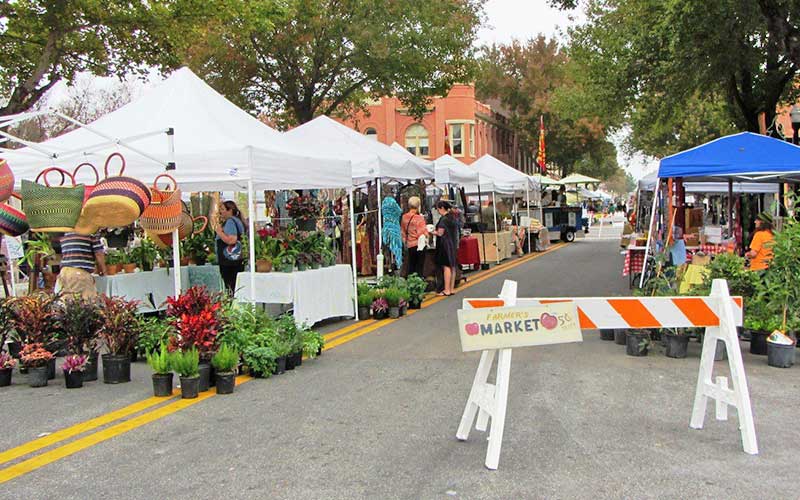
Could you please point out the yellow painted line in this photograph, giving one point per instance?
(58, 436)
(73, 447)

◆ ◆ ◆ ◆ ◆

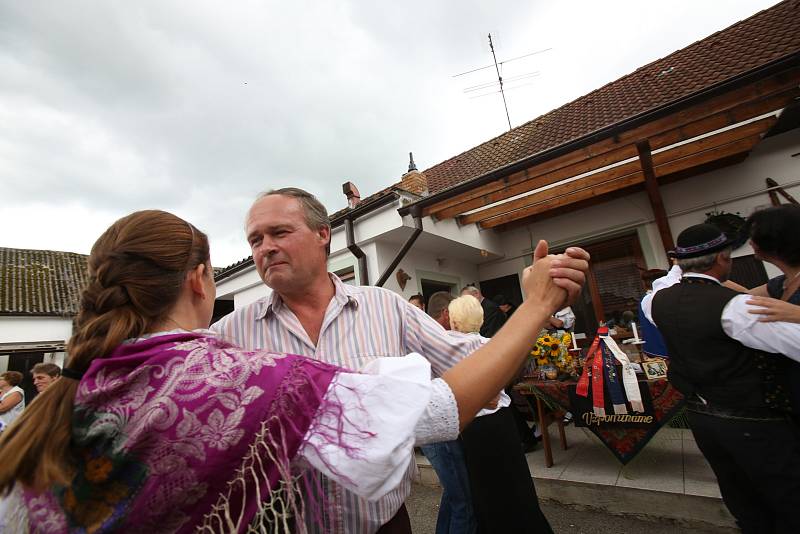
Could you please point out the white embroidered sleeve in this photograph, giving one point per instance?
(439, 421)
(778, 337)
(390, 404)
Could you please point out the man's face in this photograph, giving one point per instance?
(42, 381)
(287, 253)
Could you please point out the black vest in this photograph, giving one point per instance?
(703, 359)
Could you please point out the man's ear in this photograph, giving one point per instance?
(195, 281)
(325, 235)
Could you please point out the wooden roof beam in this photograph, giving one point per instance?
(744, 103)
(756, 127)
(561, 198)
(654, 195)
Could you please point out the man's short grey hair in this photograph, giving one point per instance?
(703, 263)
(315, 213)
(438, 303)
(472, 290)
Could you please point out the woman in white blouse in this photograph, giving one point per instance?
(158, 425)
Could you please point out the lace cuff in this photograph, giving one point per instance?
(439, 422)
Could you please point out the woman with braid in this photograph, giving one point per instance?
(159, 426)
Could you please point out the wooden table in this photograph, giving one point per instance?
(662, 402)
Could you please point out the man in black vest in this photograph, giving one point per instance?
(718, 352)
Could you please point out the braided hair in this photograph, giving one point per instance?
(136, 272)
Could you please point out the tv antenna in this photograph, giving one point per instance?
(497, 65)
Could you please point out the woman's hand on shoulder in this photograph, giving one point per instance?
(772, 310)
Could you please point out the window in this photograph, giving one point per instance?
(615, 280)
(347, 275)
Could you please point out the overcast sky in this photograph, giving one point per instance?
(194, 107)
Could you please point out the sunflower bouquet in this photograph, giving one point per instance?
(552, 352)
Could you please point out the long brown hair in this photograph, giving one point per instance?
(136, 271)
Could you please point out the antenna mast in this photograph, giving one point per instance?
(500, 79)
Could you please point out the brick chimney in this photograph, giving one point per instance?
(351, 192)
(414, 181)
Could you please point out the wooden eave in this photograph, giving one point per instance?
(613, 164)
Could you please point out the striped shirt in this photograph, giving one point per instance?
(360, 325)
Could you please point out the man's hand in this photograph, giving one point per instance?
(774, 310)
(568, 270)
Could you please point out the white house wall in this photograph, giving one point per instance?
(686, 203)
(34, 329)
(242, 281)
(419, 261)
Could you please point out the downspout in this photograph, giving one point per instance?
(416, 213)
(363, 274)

◆ ◆ ◆ ◆ ◆

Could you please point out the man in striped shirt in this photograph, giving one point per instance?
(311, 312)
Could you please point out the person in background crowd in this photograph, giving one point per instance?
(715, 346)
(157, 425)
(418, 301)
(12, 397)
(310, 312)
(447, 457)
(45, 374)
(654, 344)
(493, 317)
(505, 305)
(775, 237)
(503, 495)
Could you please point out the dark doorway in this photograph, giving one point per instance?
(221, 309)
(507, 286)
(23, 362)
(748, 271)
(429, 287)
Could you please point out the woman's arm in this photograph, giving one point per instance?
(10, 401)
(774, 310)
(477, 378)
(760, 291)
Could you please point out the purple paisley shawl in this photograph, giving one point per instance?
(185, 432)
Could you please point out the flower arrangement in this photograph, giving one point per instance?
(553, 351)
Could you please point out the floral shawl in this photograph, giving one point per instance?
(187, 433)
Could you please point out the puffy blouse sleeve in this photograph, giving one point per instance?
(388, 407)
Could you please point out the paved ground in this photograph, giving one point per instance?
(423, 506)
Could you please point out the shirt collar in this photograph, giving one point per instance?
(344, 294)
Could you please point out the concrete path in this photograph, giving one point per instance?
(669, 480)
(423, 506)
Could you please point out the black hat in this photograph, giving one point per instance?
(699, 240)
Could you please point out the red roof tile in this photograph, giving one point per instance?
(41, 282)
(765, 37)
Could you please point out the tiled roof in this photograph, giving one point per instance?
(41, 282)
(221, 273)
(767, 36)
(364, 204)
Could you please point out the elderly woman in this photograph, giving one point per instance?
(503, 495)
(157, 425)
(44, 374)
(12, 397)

◆ ◆ ◆ ◆ ◆

Exercise aim – Tally the lines above that contain the word "striped", and give only the resulting number.

The response – 2